Directive: Nothing other than the lines from the one containing "the player in" through the close of the entries below should be printed, each exactly.

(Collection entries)
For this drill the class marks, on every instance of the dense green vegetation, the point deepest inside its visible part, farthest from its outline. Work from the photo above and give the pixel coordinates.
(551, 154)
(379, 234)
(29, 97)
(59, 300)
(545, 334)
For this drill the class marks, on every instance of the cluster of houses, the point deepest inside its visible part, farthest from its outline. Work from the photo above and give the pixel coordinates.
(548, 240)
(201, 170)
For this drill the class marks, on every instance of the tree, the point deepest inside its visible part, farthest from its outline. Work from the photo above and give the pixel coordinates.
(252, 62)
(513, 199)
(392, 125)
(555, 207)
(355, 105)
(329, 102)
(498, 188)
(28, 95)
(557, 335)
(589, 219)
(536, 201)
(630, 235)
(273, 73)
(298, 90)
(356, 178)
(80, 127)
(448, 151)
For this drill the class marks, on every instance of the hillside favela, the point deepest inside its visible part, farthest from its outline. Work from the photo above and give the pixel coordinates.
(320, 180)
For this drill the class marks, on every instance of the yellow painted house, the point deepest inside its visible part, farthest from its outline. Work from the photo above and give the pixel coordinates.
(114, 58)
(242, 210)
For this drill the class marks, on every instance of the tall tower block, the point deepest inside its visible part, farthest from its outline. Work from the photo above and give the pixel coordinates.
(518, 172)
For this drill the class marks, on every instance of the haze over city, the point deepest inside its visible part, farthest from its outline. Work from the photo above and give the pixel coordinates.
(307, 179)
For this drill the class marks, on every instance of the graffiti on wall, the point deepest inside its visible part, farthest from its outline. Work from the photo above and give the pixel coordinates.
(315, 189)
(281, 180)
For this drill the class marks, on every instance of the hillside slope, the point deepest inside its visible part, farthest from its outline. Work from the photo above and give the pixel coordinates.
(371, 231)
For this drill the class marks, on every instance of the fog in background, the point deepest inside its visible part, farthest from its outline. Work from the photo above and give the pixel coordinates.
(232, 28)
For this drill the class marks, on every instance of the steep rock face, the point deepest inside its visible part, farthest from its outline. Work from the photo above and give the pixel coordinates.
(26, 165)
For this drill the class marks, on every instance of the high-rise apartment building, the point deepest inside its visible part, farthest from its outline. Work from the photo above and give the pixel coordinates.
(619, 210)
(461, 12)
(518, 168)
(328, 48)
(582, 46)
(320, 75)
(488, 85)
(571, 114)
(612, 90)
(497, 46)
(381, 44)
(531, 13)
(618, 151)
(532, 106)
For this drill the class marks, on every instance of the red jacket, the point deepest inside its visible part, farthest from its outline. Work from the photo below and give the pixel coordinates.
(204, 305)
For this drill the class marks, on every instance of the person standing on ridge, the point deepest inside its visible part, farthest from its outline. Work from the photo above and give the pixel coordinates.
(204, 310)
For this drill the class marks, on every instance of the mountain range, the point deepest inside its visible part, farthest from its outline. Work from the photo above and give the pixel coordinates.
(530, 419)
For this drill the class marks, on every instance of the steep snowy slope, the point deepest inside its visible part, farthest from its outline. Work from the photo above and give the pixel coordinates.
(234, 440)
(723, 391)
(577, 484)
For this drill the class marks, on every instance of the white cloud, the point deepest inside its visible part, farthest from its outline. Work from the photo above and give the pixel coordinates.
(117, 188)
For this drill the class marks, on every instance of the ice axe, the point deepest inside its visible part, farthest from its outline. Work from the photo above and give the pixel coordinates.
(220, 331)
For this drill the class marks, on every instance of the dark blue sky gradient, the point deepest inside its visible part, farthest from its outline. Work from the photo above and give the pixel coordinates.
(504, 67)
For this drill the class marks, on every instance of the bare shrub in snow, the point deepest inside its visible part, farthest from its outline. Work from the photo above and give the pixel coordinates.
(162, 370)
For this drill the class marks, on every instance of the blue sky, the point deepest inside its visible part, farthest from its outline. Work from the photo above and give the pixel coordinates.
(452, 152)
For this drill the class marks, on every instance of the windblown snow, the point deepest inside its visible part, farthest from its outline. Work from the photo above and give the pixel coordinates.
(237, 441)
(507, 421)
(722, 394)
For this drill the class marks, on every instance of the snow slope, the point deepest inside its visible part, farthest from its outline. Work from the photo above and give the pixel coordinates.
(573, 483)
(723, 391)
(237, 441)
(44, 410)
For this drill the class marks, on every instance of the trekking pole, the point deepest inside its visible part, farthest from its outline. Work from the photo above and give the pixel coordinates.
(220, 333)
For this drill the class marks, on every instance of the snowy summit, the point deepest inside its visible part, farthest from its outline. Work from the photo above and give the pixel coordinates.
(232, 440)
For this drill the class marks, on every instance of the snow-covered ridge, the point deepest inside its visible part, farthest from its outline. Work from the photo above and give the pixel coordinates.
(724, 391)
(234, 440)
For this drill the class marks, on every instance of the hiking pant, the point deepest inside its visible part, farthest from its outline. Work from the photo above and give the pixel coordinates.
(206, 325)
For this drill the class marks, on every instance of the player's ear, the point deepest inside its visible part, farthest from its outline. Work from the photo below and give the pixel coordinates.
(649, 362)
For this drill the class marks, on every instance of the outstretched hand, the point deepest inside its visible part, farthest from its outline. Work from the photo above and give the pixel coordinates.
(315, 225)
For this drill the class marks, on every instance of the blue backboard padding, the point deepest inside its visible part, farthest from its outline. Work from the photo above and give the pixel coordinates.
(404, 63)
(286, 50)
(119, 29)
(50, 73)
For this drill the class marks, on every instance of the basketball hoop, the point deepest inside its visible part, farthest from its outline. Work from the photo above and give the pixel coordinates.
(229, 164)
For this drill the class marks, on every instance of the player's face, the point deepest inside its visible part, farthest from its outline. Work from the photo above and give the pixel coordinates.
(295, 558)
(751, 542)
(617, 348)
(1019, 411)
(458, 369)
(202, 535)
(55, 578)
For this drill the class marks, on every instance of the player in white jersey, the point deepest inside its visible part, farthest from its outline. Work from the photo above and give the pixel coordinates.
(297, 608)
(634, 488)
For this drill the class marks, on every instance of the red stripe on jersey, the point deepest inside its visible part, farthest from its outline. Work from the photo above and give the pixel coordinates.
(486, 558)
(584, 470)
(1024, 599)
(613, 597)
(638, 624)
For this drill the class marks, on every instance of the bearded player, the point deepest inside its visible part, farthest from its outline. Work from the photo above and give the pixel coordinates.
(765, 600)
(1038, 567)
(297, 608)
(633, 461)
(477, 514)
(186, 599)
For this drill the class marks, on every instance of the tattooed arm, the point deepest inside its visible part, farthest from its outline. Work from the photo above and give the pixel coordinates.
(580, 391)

Finished exercise:
For this drill the class marks, on every instance of the player in white jersey, the point deepest inside its visible part, farthest from its outline. Work from the photo above and give the pixel coordinates.
(297, 608)
(634, 488)
For this drill the class marks, on every instance of the red stripe on jersey, the point deepest inside its visible part, farthest from its outline. Work from the photo above and give the pixel coordinates.
(486, 558)
(584, 470)
(1024, 599)
(613, 597)
(638, 624)
For this drill the class marks, on every instance of the bearded player, the point deepest inside its visible part, farthest from its outline. Work from the photo above and give the pixel coordinates.
(765, 600)
(1038, 567)
(297, 608)
(633, 461)
(477, 514)
(186, 599)
For this drill the class marks, on every instance of the tattooed arm, the point deepest inside its visible part, farthest from its outline. Work from the photo above and give the pixel coordinates.
(580, 391)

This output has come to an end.